**PAGE TEXT**
>>>

Categories: Bottom Line Ethics, Business, Crime, Politics

As an NBA fan, officials are not high on my favorites list. As a San Antonio Spurs fan, one official, in particular, draws the ire of all Tim Duncan supporters: Joey Crawford. Crawford is famous for throwing Spurs star Tim Duncan out of a late 2007 season game against the Mavericks for laughing at his officiating calls from the bench. But the referee was suspended for the rest of the season and playoffs, apparently for challenging Duncan to a fight in the confrontation. Crawford has recently said that the event caused him to reevaluate the way he refereed and to seek more extensive counseling to deal with anger management.

What Crawford, a skilled, veteran referee had lost with respect to Tim Duncan was objectivity. This week a similar incident came to light when former NBA referee Ed Rush, now the supervisor of basketball officials for the Pac 12 Conference, allegedly offered $5000 or a trip to Cancun to any official who would give a technical to or eject Arizona coach Sean Miller during the Pac 12 tournament. It may have been in jest, but according to one official, Rush reiterated the focus on Miller during a meeting on the tournament’s second day. In fact, official Michael Irving called a late-game technical on Miller for yelling about a double-dribble call, and UCLA went on to beat Miller’s Wildcats, 66-64. While Pac 12 Commissioner Larry Scott agreed that it was “completely inappropriate” and reflected “very, very poor judgment,” he concluded that it was not an offense worthy of Rush being fired. In fact, he concluded that “[t]here was nothing unethical or a breach of integrity.” His conclusion is dead wrong.

Actually, these comments are not unprecedented for Rush. After he finished his NBA officiating career, he served as the league’s director of officials. In January of 2002, Dallas Mavericks owner famously said of Rush’s leadership, “Ed Rush might have been a great ref, but I wouldn’t hire him to manage a Dairy Queen. His interest is not in the integrity of the game or improving the officiating.” Cuban tweeted after the latest incident, “Not surprised…It will get worse.” Former NBA referee Tim Donaghy, who famously sacrificed his own objectivity and career by gambling on NBA games, accuses Rush of making comments about Cuban to NBA officials similar to the ones he made about Miller. Of course, Donaghy’s own lack of credibility comes into play here.

Whether the comments were made in jest or not, Rush provides strong evidence that he has lost his objectivity. And the power that he wields over Pac 12 officials gives the appearance that his loss of objectivity contributed to unequal treatment in a tournament game. The issue is not that Miller was treated badly; it would have been just as bad if he had been favored by officials, or an insinuation had been given that someone should be helped. What is wrong here, and what drew Larry Scott’s ire, is that Ed Rush was not objective.

It makes no sense for Scott to claim that integrity was not sacrificed; in officiating, integrity and objectivity are inseparable. You cannot be “whole” or “true” in your evaluations as a referee if you are biased, or if you introduce that bias as a person in authority.

The same is true for auditors, the people I train for our profession. It is not enough to be technically competent, as all three referees in this story arguably are, or were. You must also be a person of integrity and objectivity. And, what is critical, you must be objective not just in fact, but in appearance. If you lose the appearance of objectivity, you have lost the trust of those who rely on you for unbiased judgments so that they are not misled, whether in the financial statements or in the final score of a basketball game.

The bigger danger with auditors, and with those who supervise them, is to lose objectivity by becoming cheerleaders for their clients, not by harshly and unfairly judging them. Many accounting firms have found out that juries are apt to punish auditors harshly in the case of audit failures when it is obvious that they have lost objectivity and become their clients’ advocates.

The jury may still be out on Ed Rush’s objectivity. But, if the accusations are true, Commissioner Scott’s conclusion that Rush did not sacrifice his integrity by making those statements may come back to haunt him.

<<<

**PROBLEM DETAILS**
In the text about referee objectivity, what did Ed Rush allegedly offer any official who would give a technical to or eject Arizona coach Sean Miller during the Pac 12 tournament?

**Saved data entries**
>>>

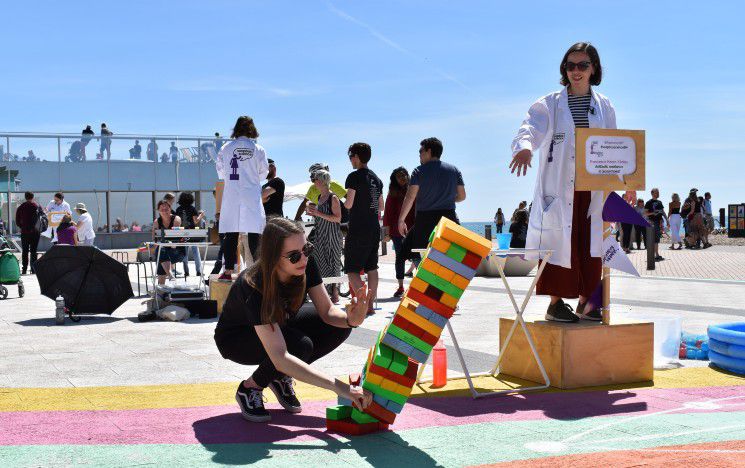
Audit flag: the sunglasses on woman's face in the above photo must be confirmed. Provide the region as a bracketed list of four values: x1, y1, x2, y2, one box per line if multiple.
[564, 61, 592, 71]
[283, 242, 314, 265]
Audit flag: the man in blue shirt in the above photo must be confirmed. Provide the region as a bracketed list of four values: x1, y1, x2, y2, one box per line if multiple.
[398, 138, 466, 249]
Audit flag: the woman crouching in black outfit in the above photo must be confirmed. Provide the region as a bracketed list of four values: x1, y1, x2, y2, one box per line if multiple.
[215, 218, 372, 422]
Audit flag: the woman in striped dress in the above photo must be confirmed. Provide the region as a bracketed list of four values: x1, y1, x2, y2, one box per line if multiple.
[306, 170, 342, 304]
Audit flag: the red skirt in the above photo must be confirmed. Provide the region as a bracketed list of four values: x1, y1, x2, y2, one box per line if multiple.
[536, 192, 603, 299]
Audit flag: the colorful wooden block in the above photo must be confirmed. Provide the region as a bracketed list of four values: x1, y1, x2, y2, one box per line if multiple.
[365, 401, 396, 424]
[406, 289, 455, 319]
[435, 218, 492, 258]
[326, 402, 352, 421]
[416, 269, 463, 299]
[326, 418, 388, 435]
[440, 293, 458, 309]
[445, 244, 468, 262]
[379, 379, 411, 398]
[368, 364, 414, 387]
[388, 351, 409, 375]
[461, 252, 484, 270]
[362, 382, 408, 405]
[383, 333, 414, 356]
[396, 307, 442, 337]
[409, 348, 429, 363]
[430, 237, 450, 253]
[350, 408, 385, 424]
[373, 340, 393, 369]
[427, 249, 476, 281]
[409, 276, 429, 292]
[388, 325, 434, 354]
[392, 312, 440, 346]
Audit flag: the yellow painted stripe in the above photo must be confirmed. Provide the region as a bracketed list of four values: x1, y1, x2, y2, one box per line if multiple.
[432, 237, 450, 253]
[0, 367, 745, 412]
[396, 307, 442, 336]
[409, 277, 428, 292]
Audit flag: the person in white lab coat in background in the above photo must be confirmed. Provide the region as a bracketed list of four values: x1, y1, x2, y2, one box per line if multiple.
[215, 115, 269, 280]
[510, 42, 616, 322]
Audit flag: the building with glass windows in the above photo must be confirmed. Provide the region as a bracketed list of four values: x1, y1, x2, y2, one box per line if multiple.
[0, 133, 221, 248]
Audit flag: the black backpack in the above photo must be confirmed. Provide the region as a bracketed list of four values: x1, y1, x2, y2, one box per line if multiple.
[34, 206, 49, 232]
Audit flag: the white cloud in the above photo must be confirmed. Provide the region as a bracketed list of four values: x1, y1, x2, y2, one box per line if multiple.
[327, 2, 470, 91]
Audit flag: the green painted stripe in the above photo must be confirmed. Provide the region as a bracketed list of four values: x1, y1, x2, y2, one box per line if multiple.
[362, 381, 408, 405]
[445, 243, 468, 263]
[0, 412, 745, 468]
[416, 268, 463, 299]
[326, 405, 352, 421]
[388, 324, 432, 354]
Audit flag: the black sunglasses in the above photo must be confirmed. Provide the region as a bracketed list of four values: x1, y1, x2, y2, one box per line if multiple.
[564, 60, 592, 71]
[283, 242, 315, 264]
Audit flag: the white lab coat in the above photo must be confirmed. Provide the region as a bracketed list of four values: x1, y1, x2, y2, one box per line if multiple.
[512, 88, 616, 268]
[215, 137, 269, 234]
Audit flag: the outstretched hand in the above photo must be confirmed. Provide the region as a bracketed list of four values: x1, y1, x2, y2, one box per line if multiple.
[347, 283, 370, 327]
[510, 149, 533, 177]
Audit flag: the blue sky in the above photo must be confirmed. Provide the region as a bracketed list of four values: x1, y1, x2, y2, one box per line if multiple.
[0, 0, 745, 221]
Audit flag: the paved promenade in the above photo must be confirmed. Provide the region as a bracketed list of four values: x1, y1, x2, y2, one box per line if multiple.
[0, 246, 745, 466]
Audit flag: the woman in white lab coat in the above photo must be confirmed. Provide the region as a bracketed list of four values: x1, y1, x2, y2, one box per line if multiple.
[215, 115, 269, 279]
[510, 42, 616, 322]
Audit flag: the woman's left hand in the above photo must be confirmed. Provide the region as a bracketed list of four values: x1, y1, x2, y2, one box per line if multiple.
[347, 284, 370, 327]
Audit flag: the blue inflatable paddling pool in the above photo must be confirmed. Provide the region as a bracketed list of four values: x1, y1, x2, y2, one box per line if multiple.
[708, 322, 745, 375]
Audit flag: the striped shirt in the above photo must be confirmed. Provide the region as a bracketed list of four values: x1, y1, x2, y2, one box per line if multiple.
[567, 94, 592, 128]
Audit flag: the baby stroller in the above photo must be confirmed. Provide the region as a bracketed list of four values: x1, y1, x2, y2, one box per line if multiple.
[0, 236, 25, 299]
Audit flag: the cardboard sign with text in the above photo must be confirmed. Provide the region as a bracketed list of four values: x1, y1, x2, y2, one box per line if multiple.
[574, 128, 645, 192]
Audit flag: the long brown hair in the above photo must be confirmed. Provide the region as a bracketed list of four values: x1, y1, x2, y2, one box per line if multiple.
[230, 115, 259, 138]
[246, 218, 305, 325]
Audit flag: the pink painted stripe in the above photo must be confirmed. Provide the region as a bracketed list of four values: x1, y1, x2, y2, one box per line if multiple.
[0, 386, 745, 445]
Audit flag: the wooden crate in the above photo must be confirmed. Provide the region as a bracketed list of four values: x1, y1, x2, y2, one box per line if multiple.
[210, 275, 235, 315]
[499, 318, 654, 389]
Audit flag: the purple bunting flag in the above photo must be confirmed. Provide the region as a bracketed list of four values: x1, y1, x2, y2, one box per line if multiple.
[603, 192, 650, 227]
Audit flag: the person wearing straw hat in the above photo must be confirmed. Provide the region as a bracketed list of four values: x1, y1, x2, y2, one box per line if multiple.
[75, 203, 96, 245]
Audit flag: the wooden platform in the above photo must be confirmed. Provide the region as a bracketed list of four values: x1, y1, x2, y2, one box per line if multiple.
[210, 275, 235, 314]
[499, 318, 654, 389]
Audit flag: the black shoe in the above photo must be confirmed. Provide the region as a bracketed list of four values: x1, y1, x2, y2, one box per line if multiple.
[235, 382, 272, 422]
[576, 302, 603, 322]
[137, 310, 158, 322]
[269, 376, 303, 413]
[546, 299, 579, 322]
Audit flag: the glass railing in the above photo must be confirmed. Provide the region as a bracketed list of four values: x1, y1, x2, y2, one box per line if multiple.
[0, 132, 229, 164]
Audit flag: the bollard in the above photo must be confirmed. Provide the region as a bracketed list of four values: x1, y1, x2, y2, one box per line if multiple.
[645, 225, 657, 270]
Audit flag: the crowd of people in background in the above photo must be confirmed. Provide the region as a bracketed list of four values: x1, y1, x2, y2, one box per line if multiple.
[616, 187, 716, 261]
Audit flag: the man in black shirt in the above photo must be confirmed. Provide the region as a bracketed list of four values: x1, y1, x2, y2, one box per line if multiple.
[644, 188, 667, 262]
[261, 159, 285, 218]
[344, 143, 384, 313]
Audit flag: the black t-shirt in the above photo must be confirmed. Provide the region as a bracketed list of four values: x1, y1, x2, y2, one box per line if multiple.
[261, 177, 285, 216]
[215, 257, 323, 335]
[344, 168, 383, 235]
[644, 199, 665, 224]
[176, 205, 199, 229]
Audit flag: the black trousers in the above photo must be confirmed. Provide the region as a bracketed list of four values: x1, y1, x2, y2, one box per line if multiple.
[21, 232, 41, 273]
[211, 234, 225, 275]
[621, 223, 634, 249]
[215, 306, 352, 388]
[222, 232, 261, 270]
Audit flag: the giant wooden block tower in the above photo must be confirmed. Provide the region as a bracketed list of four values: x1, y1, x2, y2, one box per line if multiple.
[326, 218, 491, 435]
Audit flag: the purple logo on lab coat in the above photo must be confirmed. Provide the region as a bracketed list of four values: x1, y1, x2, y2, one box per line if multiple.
[230, 148, 254, 180]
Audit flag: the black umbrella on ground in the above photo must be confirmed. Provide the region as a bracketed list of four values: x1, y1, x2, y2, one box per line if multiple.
[34, 245, 134, 315]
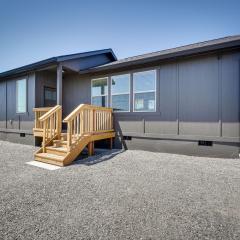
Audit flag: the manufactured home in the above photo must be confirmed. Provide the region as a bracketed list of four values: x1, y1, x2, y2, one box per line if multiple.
[0, 35, 240, 163]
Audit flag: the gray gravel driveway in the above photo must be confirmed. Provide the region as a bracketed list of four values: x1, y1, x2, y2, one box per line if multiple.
[0, 141, 240, 240]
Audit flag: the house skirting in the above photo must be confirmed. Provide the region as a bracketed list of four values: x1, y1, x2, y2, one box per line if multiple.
[0, 129, 240, 158]
[115, 136, 240, 160]
[0, 130, 35, 146]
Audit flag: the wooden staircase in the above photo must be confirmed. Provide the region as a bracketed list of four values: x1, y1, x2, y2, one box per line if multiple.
[33, 104, 115, 166]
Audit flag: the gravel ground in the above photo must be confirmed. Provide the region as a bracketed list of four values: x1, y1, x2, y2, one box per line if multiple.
[0, 141, 240, 240]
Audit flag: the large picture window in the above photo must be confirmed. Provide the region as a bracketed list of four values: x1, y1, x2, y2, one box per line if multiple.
[111, 74, 130, 112]
[133, 70, 156, 112]
[91, 78, 108, 107]
[16, 79, 27, 113]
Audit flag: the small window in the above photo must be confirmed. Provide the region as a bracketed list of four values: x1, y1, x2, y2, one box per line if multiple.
[111, 74, 130, 112]
[16, 79, 27, 113]
[91, 78, 108, 107]
[133, 70, 156, 112]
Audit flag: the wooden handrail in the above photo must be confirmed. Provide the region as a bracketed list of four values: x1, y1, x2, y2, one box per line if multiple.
[33, 107, 53, 112]
[33, 105, 62, 152]
[63, 104, 112, 122]
[63, 104, 113, 151]
[39, 105, 62, 122]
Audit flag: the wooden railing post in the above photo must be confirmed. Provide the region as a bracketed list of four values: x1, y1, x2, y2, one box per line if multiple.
[42, 121, 46, 153]
[67, 122, 72, 151]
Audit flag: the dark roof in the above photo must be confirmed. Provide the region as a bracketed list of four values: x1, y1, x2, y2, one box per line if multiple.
[0, 48, 117, 78]
[83, 35, 240, 73]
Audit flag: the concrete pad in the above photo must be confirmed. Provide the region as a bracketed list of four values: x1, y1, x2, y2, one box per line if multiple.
[26, 161, 61, 171]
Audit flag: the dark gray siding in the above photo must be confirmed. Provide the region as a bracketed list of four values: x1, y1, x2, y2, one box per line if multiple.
[35, 71, 57, 107]
[178, 56, 219, 136]
[63, 52, 240, 156]
[220, 53, 240, 137]
[63, 73, 91, 116]
[0, 82, 7, 128]
[0, 74, 35, 132]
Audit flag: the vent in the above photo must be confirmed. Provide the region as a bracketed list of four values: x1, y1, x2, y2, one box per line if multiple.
[20, 133, 26, 137]
[198, 140, 213, 147]
[123, 136, 132, 140]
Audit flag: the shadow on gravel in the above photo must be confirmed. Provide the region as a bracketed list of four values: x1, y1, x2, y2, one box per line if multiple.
[73, 149, 124, 166]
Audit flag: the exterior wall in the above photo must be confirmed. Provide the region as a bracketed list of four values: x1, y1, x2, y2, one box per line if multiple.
[35, 70, 57, 107]
[63, 52, 240, 157]
[0, 73, 35, 142]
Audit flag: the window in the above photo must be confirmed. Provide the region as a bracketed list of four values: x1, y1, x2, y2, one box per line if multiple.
[92, 78, 108, 107]
[133, 70, 156, 112]
[16, 79, 27, 113]
[44, 87, 57, 107]
[111, 74, 130, 112]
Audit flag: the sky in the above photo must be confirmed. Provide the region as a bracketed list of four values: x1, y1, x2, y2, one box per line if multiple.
[0, 0, 240, 72]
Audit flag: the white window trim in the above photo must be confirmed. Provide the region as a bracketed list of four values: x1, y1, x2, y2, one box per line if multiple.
[16, 78, 28, 114]
[110, 73, 131, 113]
[132, 69, 157, 113]
[91, 77, 109, 107]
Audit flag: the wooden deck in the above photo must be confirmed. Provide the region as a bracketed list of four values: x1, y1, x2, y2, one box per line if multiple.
[33, 104, 115, 166]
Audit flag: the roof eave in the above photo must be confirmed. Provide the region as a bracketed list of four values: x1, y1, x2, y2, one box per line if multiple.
[80, 40, 240, 74]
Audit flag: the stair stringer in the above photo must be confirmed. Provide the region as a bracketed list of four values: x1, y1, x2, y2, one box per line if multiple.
[63, 135, 91, 166]
[34, 135, 58, 156]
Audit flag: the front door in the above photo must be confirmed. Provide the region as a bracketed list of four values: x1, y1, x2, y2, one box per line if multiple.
[44, 86, 57, 107]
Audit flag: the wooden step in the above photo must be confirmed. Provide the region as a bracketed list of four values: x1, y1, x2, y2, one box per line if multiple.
[35, 153, 65, 166]
[46, 146, 68, 156]
[53, 140, 67, 147]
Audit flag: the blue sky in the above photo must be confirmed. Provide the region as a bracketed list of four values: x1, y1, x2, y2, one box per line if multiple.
[0, 0, 240, 72]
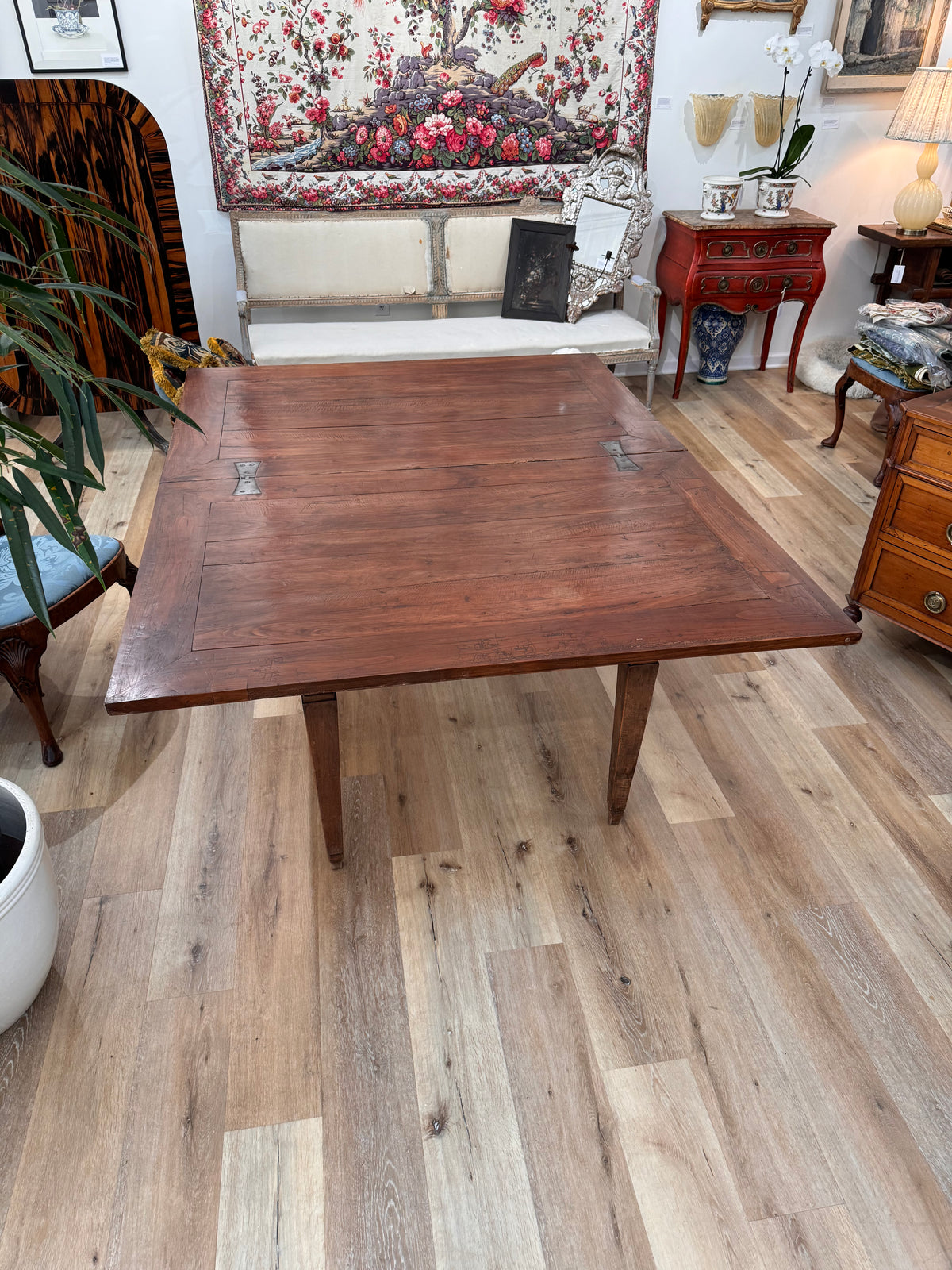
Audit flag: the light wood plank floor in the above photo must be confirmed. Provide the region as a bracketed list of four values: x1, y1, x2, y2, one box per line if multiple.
[0, 371, 952, 1270]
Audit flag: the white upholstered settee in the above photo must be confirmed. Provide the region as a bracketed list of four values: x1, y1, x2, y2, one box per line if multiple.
[231, 201, 660, 402]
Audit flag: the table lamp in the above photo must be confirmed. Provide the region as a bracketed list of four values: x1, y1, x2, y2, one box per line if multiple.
[886, 66, 952, 237]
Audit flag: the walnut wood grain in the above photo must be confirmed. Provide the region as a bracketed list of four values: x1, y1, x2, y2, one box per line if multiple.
[106, 354, 858, 864]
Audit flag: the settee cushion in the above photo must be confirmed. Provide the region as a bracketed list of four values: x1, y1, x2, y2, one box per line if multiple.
[249, 309, 651, 366]
[0, 533, 122, 629]
[239, 216, 433, 301]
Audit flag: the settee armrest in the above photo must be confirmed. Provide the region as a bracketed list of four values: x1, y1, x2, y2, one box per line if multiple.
[627, 273, 662, 349]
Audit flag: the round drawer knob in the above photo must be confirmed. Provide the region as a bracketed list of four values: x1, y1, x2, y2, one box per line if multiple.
[923, 591, 946, 614]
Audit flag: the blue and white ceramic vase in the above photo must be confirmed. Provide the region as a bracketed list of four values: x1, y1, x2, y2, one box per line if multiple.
[51, 5, 86, 40]
[690, 305, 747, 383]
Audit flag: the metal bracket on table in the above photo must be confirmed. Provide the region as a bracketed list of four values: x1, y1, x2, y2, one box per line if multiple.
[599, 441, 641, 472]
[231, 462, 262, 497]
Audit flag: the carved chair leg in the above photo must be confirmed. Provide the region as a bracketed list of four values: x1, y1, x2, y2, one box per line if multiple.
[0, 630, 62, 767]
[117, 559, 138, 595]
[820, 372, 854, 449]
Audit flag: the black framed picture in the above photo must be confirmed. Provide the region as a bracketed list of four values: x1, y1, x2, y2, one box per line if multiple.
[503, 220, 575, 321]
[13, 0, 129, 75]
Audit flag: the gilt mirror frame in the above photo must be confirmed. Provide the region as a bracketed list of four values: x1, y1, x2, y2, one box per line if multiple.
[560, 144, 651, 322]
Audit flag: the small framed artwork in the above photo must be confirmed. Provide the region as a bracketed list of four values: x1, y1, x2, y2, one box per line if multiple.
[13, 0, 129, 75]
[823, 0, 950, 97]
[503, 220, 575, 321]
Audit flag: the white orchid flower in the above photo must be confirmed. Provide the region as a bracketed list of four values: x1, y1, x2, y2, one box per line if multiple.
[810, 40, 843, 75]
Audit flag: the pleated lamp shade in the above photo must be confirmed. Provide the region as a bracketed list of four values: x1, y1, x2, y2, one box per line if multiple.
[886, 66, 952, 141]
[886, 66, 952, 235]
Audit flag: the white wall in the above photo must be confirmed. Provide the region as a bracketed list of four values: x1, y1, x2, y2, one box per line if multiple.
[654, 0, 952, 371]
[0, 0, 952, 370]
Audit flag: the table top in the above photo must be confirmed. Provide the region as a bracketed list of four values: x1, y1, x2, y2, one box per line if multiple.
[662, 207, 836, 233]
[106, 358, 859, 714]
[857, 225, 952, 250]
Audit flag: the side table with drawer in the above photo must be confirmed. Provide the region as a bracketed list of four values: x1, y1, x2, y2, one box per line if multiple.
[846, 390, 952, 650]
[656, 208, 836, 398]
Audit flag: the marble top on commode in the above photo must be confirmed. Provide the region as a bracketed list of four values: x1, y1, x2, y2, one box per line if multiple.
[662, 207, 836, 230]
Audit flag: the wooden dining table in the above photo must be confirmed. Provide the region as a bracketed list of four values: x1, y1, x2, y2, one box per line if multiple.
[106, 356, 861, 865]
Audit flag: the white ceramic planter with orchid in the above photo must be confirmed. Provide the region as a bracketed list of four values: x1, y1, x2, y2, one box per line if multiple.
[740, 34, 843, 220]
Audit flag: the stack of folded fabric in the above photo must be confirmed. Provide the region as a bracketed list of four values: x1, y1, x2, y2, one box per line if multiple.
[850, 300, 952, 391]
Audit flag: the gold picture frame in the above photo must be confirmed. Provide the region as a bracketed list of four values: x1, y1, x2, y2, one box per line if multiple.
[701, 0, 806, 36]
[823, 0, 950, 97]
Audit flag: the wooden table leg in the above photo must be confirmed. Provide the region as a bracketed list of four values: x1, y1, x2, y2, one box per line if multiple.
[301, 692, 344, 868]
[608, 662, 658, 824]
[760, 306, 779, 371]
[671, 301, 694, 402]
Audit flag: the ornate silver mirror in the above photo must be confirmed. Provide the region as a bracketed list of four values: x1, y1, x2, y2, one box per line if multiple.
[561, 146, 651, 321]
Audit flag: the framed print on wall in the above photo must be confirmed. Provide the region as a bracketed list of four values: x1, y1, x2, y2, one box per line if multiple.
[13, 0, 129, 75]
[503, 220, 575, 321]
[823, 0, 950, 97]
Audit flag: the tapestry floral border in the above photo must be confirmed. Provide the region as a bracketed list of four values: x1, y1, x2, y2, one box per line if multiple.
[195, 0, 658, 211]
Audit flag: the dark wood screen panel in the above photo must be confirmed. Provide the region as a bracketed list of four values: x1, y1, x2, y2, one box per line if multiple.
[0, 79, 198, 413]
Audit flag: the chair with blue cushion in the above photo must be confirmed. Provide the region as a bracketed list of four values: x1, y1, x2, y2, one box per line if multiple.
[820, 357, 931, 487]
[0, 529, 137, 767]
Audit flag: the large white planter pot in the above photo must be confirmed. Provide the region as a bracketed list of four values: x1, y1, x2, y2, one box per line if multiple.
[0, 777, 60, 1031]
[754, 176, 800, 220]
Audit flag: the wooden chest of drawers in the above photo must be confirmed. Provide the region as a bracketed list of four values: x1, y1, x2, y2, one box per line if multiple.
[846, 390, 952, 650]
[655, 207, 835, 398]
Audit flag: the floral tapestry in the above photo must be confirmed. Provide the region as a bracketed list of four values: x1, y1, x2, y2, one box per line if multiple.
[195, 0, 658, 210]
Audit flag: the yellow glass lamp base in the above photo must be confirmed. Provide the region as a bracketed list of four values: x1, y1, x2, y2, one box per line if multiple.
[892, 142, 943, 237]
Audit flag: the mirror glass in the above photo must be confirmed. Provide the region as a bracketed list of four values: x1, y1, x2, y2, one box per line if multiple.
[573, 195, 631, 275]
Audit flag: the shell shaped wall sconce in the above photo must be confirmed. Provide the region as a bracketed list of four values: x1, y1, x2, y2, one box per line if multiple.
[690, 93, 746, 146]
[750, 93, 796, 146]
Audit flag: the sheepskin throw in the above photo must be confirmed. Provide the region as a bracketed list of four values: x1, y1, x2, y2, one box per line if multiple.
[195, 0, 658, 210]
[797, 335, 872, 398]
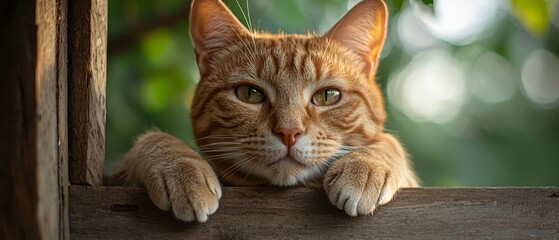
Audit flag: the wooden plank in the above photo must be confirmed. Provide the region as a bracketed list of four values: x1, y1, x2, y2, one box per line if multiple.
[0, 0, 40, 239]
[56, 0, 70, 240]
[35, 0, 60, 236]
[70, 186, 559, 239]
[0, 0, 69, 239]
[68, 0, 107, 185]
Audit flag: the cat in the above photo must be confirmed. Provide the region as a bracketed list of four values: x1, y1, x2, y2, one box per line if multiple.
[112, 0, 418, 222]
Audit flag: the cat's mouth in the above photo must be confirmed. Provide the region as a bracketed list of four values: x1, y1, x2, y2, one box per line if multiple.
[266, 154, 307, 167]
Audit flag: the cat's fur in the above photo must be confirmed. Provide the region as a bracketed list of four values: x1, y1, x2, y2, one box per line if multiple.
[113, 0, 418, 222]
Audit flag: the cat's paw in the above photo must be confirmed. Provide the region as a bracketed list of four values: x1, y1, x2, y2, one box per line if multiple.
[323, 159, 398, 216]
[144, 159, 221, 222]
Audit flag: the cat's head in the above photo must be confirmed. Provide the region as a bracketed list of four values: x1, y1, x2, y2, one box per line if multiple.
[190, 0, 387, 186]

<<<

**RESULT FOR THIS TASK**
$5000 or a trip to Cancun.